TO BE DONE: Every entry below must appear again, exactly as written.

Part of a data file:
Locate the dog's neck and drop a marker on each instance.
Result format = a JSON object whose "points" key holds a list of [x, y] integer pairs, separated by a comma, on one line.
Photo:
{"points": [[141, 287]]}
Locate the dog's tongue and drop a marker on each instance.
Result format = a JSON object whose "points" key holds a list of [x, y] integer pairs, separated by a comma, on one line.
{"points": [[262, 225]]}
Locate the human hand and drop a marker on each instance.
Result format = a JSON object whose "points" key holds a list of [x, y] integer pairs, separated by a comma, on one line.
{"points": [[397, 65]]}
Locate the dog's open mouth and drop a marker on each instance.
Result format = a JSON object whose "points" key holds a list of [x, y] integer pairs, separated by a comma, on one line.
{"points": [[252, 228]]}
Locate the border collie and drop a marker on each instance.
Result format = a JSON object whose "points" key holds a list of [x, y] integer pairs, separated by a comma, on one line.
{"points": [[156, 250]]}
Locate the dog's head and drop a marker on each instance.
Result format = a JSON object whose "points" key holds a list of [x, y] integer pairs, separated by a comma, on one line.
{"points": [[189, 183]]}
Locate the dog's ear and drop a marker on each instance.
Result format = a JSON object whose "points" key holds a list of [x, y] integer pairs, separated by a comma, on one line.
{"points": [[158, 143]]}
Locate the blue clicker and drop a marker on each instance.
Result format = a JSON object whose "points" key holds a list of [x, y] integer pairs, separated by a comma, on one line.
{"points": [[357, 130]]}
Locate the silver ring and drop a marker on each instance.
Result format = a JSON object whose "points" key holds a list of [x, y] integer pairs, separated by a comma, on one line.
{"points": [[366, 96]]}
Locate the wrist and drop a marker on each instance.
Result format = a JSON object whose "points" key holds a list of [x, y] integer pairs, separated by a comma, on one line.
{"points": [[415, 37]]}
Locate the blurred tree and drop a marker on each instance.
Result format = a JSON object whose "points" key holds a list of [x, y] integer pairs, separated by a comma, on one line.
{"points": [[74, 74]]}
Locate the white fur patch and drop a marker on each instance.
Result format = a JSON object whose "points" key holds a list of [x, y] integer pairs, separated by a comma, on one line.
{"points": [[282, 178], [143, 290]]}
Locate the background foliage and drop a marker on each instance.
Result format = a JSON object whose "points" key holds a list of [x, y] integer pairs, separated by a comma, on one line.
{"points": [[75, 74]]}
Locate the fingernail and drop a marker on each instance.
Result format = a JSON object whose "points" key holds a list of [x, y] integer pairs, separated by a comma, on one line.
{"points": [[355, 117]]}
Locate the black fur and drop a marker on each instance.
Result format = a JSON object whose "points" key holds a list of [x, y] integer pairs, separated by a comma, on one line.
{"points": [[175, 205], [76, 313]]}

RESULT OF THE TASK:
Locate the dog's neck and drop a marker on each instance.
Result format = a JSON object whose "points" key holds a list of [x, y] integer pairs, separated by a comma, on one line.
Photo:
{"points": [[141, 287]]}
Locate the dog's tongue and drop a marker on each instance.
Result format = a JSON object whose "points" key holds a list of [x, y] integer pairs, separated by a comma, on one line.
{"points": [[262, 225]]}
Locate the human hand and drop a marker on each instance.
Result format = a JSON object whose "points" key holds a list of [x, y] integer pairs, separated by a comma, on one line.
{"points": [[397, 65]]}
Locate the dog's open mouth and drop a marker on each instance.
Result format = a JSON object whose "points" key holds a list of [x, y] integer pairs, separated by a comma, on one line.
{"points": [[252, 228]]}
Locate the border collie and drop a marker on each instance.
Result format = a JSON object whose "points" key holds a list of [x, y] integer pairs, separated by a comma, on one line.
{"points": [[156, 250]]}
Locate the dog's head and drop a marker on each instance.
Result format = a JSON object whose "points" key holds a list of [x, y] integer pairs, separated by a comma, on one line.
{"points": [[189, 183]]}
Locate the dog's ear and drop a marker on each instance.
Result format = a JSON object whose "points" key holds a list of [x, y] integer pairs, separated by a comma, on one line.
{"points": [[158, 143]]}
Locate the blue clicker and drop a marker on each instance.
Result format = a JSON object whose "points" key holds a list of [x, y] integer pairs, separated by a comma, on one line.
{"points": [[357, 130]]}
Locate the silver ring and drop a marker on each instance.
Result format = a JSON object whose "points" key holds a list of [x, y] integer pairs, separated by a comma, on one line.
{"points": [[366, 96]]}
Locate the wrist and drop a marker on each instance.
Result format = a JSON object whose "points" key holds a list of [x, y] integer pairs, separated by a comma, on one line.
{"points": [[415, 37]]}
Locate the blurred tree and drop a marker on each instance.
Result format = a JSON object whose "points" key holds a list of [x, y] integer pairs, separated by a comma, on one line.
{"points": [[74, 74]]}
Locate the white fur patch and drop a marker on each instance.
Result format = a JSON object whose "points" key holds a list of [x, y] integer pairs, separated by a comma, on one line.
{"points": [[282, 178], [143, 290]]}
Locate the background foliage and drop a marker on each instance.
Result format = a JSON object whose "points" key holds a list of [x, y] integer pairs, separated by a comma, on one line.
{"points": [[75, 74]]}
Locate the fingernail and drop a marker on each instance.
Result format = a JSON object whose "points" key holds a list of [x, y] integer pairs, separated by a comma, on one line.
{"points": [[355, 117]]}
Locate the black fur and drop a marker on each instance.
Result format = a JSON object whose "points" key holds a list of [x, y] integer pairs, separated by a comma, on one line.
{"points": [[175, 205], [76, 313]]}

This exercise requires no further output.